* **Exercise requirements**
Taking the data below, please print only the lines from the line holding "white saucer is." to the line holding "white teacup is.", inclusive, with pictures omitted.

* **Data under study**
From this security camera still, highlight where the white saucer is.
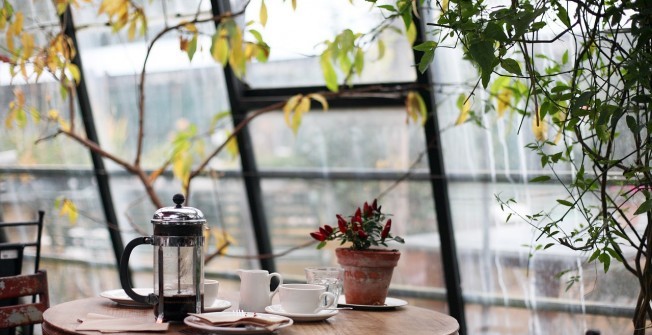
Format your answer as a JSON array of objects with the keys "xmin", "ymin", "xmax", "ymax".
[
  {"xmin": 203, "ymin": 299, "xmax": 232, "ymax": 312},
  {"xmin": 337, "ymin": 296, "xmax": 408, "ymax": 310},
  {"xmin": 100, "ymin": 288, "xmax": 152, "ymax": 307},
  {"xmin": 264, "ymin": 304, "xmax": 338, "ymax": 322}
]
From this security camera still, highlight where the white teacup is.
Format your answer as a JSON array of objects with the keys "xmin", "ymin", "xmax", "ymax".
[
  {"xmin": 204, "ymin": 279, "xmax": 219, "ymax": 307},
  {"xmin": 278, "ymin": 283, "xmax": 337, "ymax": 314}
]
* * *
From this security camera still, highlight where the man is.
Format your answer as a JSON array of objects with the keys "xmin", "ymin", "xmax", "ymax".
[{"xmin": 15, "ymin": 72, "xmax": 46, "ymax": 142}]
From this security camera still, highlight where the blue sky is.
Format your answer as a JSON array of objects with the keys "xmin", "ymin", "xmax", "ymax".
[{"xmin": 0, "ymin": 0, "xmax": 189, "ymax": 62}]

* **Written answer**
From this security camera still, highlight where the white saucer is.
Format your answer as a JSON array of objects with the keys "xmin", "ymin", "xmax", "ymax".
[
  {"xmin": 203, "ymin": 299, "xmax": 232, "ymax": 312},
  {"xmin": 337, "ymin": 296, "xmax": 408, "ymax": 310},
  {"xmin": 100, "ymin": 288, "xmax": 152, "ymax": 307},
  {"xmin": 264, "ymin": 304, "xmax": 338, "ymax": 322}
]
From this security camera still, highlight where the white teacup is.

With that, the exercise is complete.